Problem to solve> The records that follow are to be repeated exactly, with no pictures carried over.

[[ Available data, beginning ]]

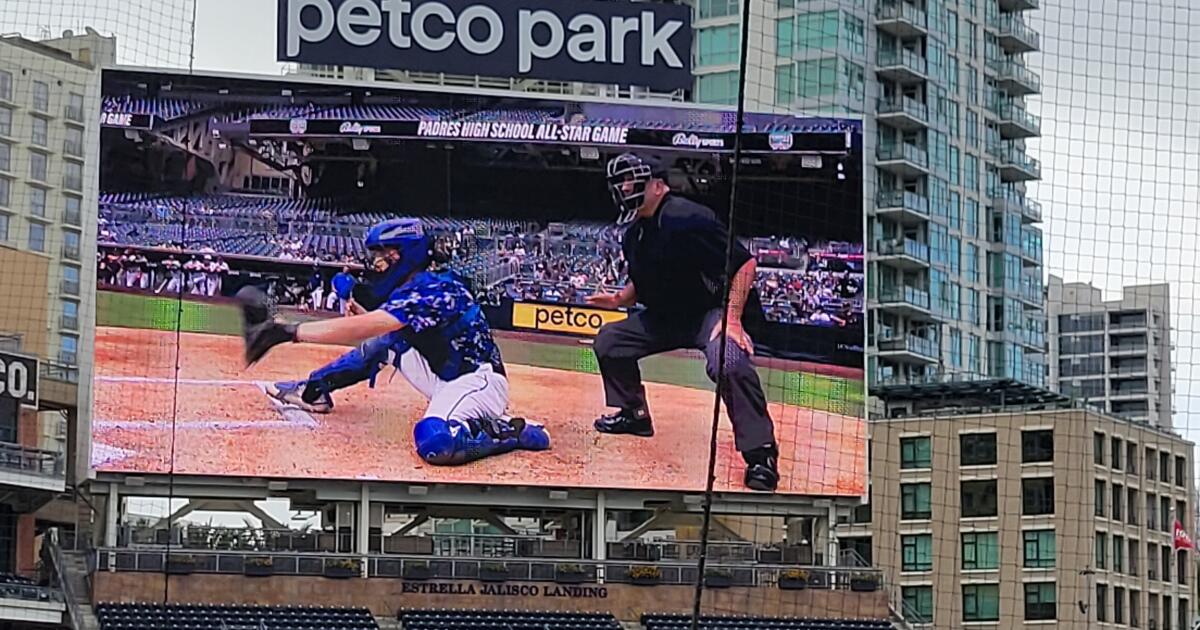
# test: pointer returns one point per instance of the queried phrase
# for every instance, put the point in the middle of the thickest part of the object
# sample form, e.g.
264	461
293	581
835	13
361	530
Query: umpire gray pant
621	345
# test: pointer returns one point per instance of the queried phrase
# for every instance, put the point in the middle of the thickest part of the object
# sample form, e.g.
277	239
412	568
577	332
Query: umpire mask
629	174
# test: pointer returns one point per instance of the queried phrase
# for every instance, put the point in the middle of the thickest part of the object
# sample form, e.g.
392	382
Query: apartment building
1113	354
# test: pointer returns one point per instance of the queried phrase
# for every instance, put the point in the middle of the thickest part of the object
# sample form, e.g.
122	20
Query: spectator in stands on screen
173	276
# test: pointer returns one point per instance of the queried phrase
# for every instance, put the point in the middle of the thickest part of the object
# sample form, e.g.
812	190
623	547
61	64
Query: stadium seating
205	617
683	622
433	619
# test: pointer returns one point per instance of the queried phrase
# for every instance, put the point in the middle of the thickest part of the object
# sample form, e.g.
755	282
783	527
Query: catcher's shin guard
353	367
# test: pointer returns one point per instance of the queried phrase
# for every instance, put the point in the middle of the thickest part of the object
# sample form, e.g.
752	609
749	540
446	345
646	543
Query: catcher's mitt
259	329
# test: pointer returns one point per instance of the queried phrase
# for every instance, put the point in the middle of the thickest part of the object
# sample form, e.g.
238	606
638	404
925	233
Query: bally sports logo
696	142
571	319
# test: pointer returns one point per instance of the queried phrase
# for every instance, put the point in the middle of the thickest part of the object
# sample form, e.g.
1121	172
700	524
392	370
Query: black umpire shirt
677	259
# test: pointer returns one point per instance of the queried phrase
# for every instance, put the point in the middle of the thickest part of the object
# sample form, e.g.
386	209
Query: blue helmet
407	235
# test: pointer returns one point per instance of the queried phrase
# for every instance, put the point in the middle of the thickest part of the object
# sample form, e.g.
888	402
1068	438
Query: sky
1120	139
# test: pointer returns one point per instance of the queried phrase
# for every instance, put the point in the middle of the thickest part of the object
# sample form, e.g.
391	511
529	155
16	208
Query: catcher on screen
430	328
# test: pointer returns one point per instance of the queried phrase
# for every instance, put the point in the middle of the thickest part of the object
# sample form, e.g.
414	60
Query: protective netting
949	243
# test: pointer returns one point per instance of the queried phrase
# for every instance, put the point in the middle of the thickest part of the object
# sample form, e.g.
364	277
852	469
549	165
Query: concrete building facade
1114	354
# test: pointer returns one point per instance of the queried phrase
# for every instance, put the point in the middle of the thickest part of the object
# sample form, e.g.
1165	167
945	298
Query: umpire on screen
676	251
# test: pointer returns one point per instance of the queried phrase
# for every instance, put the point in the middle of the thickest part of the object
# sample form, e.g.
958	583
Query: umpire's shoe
762	468
292	393
627	424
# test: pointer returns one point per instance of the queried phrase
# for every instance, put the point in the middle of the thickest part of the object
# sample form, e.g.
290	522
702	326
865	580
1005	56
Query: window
72	177
71	213
978	498
70	245
916	453
1039	549
37	202
915	502
37	166
70	315
919	600
1037	445
69	351
917	552
71	280
720	88
75	107
72	144
36	237
981	603
981	551
718	46
1039	601
717	9
977	449
41	96
40	135
1037	496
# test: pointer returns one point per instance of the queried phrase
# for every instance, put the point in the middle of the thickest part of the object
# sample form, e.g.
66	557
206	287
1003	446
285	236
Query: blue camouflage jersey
444	324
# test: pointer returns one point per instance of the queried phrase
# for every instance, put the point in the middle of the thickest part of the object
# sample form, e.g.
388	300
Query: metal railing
887	11
901	58
903	151
511	569
909	201
29	460
903	106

[[ Available data, end ]]

Response>
# test: pointer returns one point per instance of the queried phrase
# for every instance, put the point in the middle of the thickest part of the object
# sample form, e.g.
264	461
293	581
835	13
361	530
Query: umpire gray pant
621	345
# test: pointer returns one point per instance of the queried phrase
# for every instance, put the point in the middle of the thickest part of the object
# sample form, e.g.
277	239
412	568
577	332
Query: umpire mask
629	174
# test: pointer returns one point per instance of the queried phrase
# for every instance, put the point in the middle of the thickest part of the object
# sample form, e.g.
392	382
Query: apartment building
1113	354
# test: pointer returns one point per instance of the queried phrase
# for every instance, put the point in the middle of the thickest part of the object
# sample form, e.g.
122	20
Query: spectator in stands on screen
173	276
# test: pointer returns one point per instance of the queried phrase
# for every instance, put the point in the middle of the thickest part of the object
# sample form, e.g.
812	190
623	547
61	64
Query: stadium seating
205	617
683	622
433	619
# test: pointer returns one point per instance of the queried phrase
# for every instance, put the point in the middle of the thickest part of the object
# sample form, e.g.
755	282
783	527
Query: catcher's shin guard
353	367
# test: pointer returns one point per instance of the queried phrase
# for every instance, put the point in the middle of the thickest part of the object
# sample form, e.g.
752	609
749	540
446	345
646	543
Query: catcher's mitt
259	329
# test: pointer returns one point per instance of the queried phrase
# for every instance, put the point in the middle of the thickest part of the object
# sample form, e.g.
238	606
638	404
925	233
Query: bally sports logo
696	142
571	319
# test: pointer returns one point per instance of the queried phrase
# for every instance, put the point in the middle of the thickest part of the object
# sample form, e.g.
1121	172
700	524
392	370
Query: black umpire shirt
677	259
# test: pointer returns one point per instance of the queried phrase
# for every instance, put the point in the middle of the thickest part of the object
# sample form, e.g.
386	209
Query: blue helmet
407	235
# test: pointer returns one point per instance of the queried phrase
# for every instance, put the point in the middle of the thickest part of the object
# sample form, e.g.
888	402
1068	438
Query: sky
1120	139
# test: pointer returns one point per instance of the queried phrase
# for every instance, put the point in the middle of the thickest part of the object
# sample form, e.g.
391	511
529	155
16	208
Query: catcher on screen
430	328
# test: pointer returns one point per instance of the queried phrase
# for every instance, put the point in the middle of the thickest part of the object
# sample form, e.g.
414	60
Query: protective netting
949	243
# test: pointer returns one point per instance of the queried phrase
# for every instance, put the point in the middle of the thickest part of the object
# sample form, e.g.
364	277
852	469
549	165
Query: concrete building facade
1114	354
# test: pointer returns one point per instance of the queried phrase
# for every instance, put the point in the middle of the thickest part of the object
# sample form, e.g.
1165	167
945	298
Query: umpire on screen
676	251
# test: pointer returns one point per instance of the queried phrase
# for every instance, put the point in the middle of the thickest part of the object
# sample form, e.g.
958	583
Query: umpire's shoe
762	468
292	393
627	424
# test: pointer returns one point per instance of the queried phrase
# for every instance, put the point in the middle of the thickest part of the object
# sample form, e.g.
290	522
702	326
865	580
1005	56
Query: window
72	177
71	213
978	498
70	245
916	453
1039	549
37	202
915	502
37	166
70	315
919	600
1037	445
69	351
917	552
71	280
720	88
75	107
72	144
36	237
981	603
981	551
718	46
1039	601
717	9
977	449
41	96
40	135
1037	496
# test: pointer returns one point per instance of the queried phrase
# for every instance, put the point in the middle of the thickest part of the object
# sample form, e.g.
66	557
206	287
1003	446
285	236
Query: blue camouflage jersey
444	324
# test: pointer returns one point per instance of the queried phrase
# for every instance, put the point in the middle of the thickest part of the object
# sample form, e.g.
388	300
Query: metal railing
887	11
901	58
903	151
511	569
909	201
29	460
903	106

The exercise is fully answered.